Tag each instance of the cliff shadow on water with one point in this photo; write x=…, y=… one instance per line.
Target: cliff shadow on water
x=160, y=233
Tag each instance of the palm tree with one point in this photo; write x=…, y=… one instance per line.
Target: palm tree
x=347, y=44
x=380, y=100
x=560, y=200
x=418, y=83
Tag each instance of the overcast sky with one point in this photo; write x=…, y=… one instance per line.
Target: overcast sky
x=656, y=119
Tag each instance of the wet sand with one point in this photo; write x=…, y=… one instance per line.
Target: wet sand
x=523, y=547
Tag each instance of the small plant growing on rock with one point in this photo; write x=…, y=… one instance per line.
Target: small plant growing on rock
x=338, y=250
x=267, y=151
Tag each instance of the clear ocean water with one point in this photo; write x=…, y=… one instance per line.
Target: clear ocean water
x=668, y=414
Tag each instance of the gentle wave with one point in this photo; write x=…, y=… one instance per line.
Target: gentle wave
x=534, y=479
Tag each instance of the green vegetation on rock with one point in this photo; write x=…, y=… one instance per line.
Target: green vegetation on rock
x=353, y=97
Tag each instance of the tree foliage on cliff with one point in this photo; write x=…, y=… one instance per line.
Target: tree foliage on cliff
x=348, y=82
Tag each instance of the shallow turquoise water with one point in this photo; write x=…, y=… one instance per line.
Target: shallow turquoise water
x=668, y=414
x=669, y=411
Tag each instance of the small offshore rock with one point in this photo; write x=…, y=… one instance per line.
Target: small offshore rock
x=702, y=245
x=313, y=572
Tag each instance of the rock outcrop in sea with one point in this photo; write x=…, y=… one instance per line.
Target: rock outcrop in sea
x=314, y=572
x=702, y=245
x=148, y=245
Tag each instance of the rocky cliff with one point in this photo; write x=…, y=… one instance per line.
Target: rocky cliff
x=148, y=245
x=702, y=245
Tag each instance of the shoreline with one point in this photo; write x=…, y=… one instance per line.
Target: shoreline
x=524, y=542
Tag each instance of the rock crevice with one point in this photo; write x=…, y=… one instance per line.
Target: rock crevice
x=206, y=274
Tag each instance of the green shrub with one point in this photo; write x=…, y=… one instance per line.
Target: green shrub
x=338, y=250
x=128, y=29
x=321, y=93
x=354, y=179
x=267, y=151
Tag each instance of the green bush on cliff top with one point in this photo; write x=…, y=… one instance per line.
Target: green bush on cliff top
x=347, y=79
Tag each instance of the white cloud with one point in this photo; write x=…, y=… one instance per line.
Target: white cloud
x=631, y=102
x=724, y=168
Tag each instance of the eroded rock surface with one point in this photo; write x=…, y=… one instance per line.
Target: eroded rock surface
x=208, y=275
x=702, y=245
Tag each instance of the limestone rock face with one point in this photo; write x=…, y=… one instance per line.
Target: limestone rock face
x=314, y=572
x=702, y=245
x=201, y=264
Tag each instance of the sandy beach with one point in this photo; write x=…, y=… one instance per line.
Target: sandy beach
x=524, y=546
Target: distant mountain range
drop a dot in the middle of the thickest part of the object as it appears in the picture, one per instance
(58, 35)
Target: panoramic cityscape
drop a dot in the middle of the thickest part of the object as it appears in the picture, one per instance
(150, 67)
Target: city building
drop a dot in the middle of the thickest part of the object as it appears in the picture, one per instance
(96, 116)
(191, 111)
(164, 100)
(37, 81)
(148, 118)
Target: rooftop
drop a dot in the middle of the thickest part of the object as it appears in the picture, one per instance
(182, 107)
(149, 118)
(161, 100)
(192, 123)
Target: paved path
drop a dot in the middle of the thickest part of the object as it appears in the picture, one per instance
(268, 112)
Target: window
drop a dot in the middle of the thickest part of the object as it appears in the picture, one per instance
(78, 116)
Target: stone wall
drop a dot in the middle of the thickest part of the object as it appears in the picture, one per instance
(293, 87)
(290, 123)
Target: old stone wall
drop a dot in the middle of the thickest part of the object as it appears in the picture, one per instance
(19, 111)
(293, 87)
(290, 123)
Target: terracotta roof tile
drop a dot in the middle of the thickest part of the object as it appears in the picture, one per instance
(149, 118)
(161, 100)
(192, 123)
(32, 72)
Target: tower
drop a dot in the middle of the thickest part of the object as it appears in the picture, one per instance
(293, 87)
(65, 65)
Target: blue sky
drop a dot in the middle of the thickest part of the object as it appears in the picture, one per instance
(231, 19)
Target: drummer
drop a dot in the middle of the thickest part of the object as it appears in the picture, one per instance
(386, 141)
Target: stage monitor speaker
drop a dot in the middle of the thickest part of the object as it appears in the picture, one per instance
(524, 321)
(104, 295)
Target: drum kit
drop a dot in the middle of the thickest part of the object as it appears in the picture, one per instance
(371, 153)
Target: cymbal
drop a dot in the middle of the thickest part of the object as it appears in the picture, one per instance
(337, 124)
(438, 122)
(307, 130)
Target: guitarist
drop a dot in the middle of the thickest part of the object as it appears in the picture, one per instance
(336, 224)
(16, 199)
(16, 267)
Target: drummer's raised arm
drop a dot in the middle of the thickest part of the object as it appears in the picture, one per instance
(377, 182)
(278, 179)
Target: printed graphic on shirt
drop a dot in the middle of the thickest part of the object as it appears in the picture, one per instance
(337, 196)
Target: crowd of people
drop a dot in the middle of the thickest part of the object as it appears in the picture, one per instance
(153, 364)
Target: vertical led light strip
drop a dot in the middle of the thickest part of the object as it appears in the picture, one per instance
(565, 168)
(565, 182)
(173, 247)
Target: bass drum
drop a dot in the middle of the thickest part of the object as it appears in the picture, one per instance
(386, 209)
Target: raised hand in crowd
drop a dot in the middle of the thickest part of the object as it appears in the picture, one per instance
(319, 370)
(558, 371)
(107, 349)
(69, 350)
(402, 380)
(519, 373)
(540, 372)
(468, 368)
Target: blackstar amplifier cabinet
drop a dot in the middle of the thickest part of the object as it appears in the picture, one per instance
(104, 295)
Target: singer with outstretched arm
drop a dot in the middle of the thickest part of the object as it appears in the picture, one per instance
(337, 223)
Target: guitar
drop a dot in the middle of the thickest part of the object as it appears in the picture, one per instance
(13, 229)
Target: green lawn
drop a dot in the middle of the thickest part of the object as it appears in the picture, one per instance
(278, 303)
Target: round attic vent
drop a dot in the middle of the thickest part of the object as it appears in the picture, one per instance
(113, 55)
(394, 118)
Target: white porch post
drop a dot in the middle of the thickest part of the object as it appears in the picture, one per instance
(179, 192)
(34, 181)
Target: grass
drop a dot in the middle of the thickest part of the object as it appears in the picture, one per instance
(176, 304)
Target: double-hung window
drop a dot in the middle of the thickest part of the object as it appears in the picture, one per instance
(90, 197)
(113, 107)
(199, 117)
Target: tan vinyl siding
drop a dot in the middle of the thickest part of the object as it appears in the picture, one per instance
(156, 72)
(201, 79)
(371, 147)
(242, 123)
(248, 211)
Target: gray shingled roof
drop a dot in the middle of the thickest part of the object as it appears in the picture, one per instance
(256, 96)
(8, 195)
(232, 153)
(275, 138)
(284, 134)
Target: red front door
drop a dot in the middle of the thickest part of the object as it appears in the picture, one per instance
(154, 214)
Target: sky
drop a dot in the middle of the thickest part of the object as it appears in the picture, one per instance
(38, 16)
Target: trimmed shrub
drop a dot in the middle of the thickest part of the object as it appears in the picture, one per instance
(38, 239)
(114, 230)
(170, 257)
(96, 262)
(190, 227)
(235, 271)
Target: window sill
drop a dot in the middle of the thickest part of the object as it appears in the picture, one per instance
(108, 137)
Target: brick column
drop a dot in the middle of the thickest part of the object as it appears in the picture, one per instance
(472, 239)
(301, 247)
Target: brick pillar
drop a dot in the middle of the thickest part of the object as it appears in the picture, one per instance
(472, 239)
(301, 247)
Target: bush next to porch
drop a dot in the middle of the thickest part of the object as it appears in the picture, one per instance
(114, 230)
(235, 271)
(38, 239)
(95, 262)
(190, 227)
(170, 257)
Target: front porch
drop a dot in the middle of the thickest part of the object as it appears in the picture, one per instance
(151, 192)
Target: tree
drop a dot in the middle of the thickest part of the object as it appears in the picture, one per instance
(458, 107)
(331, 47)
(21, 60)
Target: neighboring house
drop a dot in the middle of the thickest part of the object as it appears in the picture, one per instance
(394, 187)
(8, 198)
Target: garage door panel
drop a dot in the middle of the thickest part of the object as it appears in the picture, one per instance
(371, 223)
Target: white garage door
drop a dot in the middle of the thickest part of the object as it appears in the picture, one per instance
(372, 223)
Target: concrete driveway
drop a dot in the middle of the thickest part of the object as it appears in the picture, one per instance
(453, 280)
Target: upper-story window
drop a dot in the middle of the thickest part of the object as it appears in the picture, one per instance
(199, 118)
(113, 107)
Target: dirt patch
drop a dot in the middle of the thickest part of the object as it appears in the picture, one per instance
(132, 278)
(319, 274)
===
— Directions —
Copy only the entries from the first line to the line with "Tag each instance of the palm", each exactly as it appears.

— Your response —
Tag each instance of the cliff shadow on water with one point in this photo; write x=…, y=… one instance per line.
Target: cliff shadow on water
x=160, y=233
Tag each instance of the palm tree with one point in this photo; write x=…, y=… one instance per line.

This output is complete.